### REQUIRED ACTIONS
- a) In the passage on the Serbian Armed Forces' civil aid, how many elementary schools in Serbia are currently implementing the "School without Violence" program?
- b) Extract the section of the passage on the Serbian Armed Forces' civil aid that starts at "Serbian Land Forces" and ends at "hospitals in Novi Sad.".

━━ GIVEN PASSAGE

Serbian Land Forces provide aid in all cases of natural disasters deemed serious by the National Assembly of Serbia. Civil aid is outlined in the second pillar of the army mission statement.

Donations
During the gas disputes between Ukraine and Russia Serbia and its neighbors were left without natural gas for heating. Hours after the gas supply from Ukraine was announced to be cut, the 19th logistics battalion with the Army First Brigade donated and distributed heaters that use alternative sources of fuel. These heaters went to hospitals in Novi Sad.

United Nations Children's Fund
Chief of the Department for Training and Doctrine Major General Petar Cornakov presented the representatives of UNICEF program “School without Violence” a financial help which was collected by the members of Serbian Armed Forces and the Ministry of Defense. Approximately 290000 RSD ($6000 USD) donated will be used for implementing this project in “Djordje Natosevic” primary school in Novi Sad. Serbian Armed Forces support all similar campaigns where children get additional education and protection. In cooperation with other ministries and the team of experts, UNICEF has started a comprehensive program “School without violence” which provides the children and adults with necessary skills and knowledge to handle conflicts, for mitigating and cherishing the atmosphere of tolerance and understanding. This program is currently being implemented in 137 elementary schools in Serbia and has so far yielded good results-as it has helped create a safer and more secure environment where children learn, grow and develop their skills.

Military Medical Academy
Military Medical Academy is state-of-the-art military hospital found in Belgrade. The Serbian Armed Forces have voluntarily opened the hospital to all citizens of Serbia. The civilians are free to use the hospital on certain days of the week. During all other times the hospital is reserved for the military use.

Blood Drive
Serbian Armed Forces have organized a blood donation campaign on 28 May 2008 in order to boost the supply. According to the words of the head of the Blood Transfusion Institute of Serbia, Snezana Draskovic, in May 2008 the blood supply was below needed quantity.  Due to the blood donations of the Serbian Armed Forces the blood supplies have reached the needed amount.

Free medical assistance
Medical units of Serbian Armed Forces are providing free medical assistance and water supply in remoteAlbanian dominate villages of Presevo and Bujanovac municipalities in South Serbia. Military doctors have recently visited villages of Mali Trnovac and Trstena. The reaction of the mayor of Mali Trnovac, Sabri Jukupi, as well as the inhabitants has been positive.  For example, the mayor has extended “his gratitude to soldiers of the Serbian Armed Forces” and has stated that the medicine received has been very important to his family.

━━━━
━━ RECORD EXTRACTS

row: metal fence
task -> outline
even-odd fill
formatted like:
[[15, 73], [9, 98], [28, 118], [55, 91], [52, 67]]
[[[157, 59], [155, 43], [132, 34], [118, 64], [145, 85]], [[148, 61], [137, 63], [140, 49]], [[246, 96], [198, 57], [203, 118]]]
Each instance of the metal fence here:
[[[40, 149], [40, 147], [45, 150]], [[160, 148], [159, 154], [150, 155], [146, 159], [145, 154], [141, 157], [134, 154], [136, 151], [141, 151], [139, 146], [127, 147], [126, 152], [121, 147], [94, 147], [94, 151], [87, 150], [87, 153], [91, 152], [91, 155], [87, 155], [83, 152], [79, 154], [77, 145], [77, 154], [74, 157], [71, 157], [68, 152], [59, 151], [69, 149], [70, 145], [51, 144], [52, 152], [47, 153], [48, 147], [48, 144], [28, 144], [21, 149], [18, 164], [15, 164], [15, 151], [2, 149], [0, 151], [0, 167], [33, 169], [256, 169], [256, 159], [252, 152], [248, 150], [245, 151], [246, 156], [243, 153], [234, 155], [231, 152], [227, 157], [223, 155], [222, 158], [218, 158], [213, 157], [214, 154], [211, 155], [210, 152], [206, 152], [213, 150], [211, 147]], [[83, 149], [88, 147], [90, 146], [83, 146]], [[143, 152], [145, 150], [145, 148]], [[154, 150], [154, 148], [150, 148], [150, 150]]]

━━━━

### SOLUTIONS IN ORDER
- a) The program is being implemented in 137 elementary schools in Serbia.

- b)
Serbian Land Forces provide aid in all cases of natural disasters deemed serious by the National Assembly of Serbia. Civil aid is outlined in the second pillar of the army mission statement.

Donations
During the gas disputes between Ukraine and Russia Serbia and its neighbors were left without natural gas for heating. Hours after the gas supply from Ukraine was announced to be cut, the 19th logistics battalion with the Army First Brigade donated and distributed heaters that use alternative sources of fuel. These heaters went to hospitals in Novi Sad.